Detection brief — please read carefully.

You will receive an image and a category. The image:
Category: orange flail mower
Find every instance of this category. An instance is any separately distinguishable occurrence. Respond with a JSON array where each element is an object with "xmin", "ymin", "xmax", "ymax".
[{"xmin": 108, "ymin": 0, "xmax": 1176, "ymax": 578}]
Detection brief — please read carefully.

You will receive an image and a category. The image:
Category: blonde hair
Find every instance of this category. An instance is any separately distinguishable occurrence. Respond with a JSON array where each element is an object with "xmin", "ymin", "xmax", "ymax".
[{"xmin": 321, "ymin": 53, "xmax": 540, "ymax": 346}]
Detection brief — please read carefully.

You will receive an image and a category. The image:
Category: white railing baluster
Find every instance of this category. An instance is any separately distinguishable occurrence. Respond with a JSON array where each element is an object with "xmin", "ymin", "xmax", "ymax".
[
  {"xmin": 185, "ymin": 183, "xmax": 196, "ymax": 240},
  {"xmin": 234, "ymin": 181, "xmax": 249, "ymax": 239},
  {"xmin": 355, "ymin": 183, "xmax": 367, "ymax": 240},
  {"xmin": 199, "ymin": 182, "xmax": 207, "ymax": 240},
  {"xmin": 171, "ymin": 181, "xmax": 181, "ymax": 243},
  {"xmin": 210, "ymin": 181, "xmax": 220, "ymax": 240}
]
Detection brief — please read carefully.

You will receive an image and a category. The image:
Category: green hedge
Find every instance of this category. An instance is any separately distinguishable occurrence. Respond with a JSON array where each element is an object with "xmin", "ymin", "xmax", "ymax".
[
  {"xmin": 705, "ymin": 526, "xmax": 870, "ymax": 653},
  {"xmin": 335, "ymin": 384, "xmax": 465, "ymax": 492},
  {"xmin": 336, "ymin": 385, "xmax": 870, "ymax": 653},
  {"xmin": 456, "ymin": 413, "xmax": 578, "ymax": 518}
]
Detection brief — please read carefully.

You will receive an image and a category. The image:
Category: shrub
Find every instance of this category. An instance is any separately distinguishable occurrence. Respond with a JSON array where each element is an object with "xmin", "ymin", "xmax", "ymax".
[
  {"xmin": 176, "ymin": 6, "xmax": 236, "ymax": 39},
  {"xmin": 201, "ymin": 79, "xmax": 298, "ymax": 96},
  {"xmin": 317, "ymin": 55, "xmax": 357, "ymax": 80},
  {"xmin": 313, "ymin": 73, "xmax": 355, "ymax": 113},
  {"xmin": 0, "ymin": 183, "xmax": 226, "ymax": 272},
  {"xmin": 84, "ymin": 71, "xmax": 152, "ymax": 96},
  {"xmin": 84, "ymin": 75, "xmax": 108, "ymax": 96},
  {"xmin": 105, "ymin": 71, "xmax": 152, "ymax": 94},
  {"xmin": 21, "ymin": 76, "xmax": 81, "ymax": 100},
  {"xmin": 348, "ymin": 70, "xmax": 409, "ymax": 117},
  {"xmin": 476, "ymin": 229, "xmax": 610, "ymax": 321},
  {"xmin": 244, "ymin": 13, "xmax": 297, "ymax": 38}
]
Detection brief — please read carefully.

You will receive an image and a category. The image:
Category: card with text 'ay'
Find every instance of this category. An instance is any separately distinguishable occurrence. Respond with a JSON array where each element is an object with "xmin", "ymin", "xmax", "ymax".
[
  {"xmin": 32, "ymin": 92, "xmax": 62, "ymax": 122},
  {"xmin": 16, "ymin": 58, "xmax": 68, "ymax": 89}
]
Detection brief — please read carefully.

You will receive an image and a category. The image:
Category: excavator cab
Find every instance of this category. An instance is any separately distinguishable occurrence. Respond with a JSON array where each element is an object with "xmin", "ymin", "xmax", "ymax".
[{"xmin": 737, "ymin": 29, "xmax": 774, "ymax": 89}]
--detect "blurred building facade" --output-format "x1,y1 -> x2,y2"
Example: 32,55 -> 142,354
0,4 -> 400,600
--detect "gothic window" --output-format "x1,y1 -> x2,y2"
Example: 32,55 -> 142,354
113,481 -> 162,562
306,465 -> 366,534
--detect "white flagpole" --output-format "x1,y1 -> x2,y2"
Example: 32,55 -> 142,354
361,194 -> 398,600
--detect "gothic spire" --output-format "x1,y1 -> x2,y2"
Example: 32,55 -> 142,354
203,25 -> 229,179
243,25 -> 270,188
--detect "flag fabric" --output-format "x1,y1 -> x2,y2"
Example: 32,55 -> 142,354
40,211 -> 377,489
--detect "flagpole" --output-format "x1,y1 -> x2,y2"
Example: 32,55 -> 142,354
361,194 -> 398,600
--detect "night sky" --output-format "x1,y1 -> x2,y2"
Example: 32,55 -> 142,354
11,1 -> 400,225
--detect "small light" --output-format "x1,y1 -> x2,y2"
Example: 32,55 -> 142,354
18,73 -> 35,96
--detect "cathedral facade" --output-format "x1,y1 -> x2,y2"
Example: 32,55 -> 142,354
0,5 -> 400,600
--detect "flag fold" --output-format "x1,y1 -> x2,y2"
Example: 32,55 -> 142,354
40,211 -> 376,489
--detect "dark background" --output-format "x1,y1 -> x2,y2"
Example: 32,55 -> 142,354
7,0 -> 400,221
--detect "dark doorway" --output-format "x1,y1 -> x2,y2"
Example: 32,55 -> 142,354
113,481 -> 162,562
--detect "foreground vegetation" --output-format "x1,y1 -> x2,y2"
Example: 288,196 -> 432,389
◇ ◇ ◇
Work instructions
Please pick out and copy every line of the items above that contains the word "gothic".

Reply
--detect "gothic window" --output-format "x1,y1 -> x2,y2"
--detect "gothic spire" --output-format "x1,y1 -> x2,y2"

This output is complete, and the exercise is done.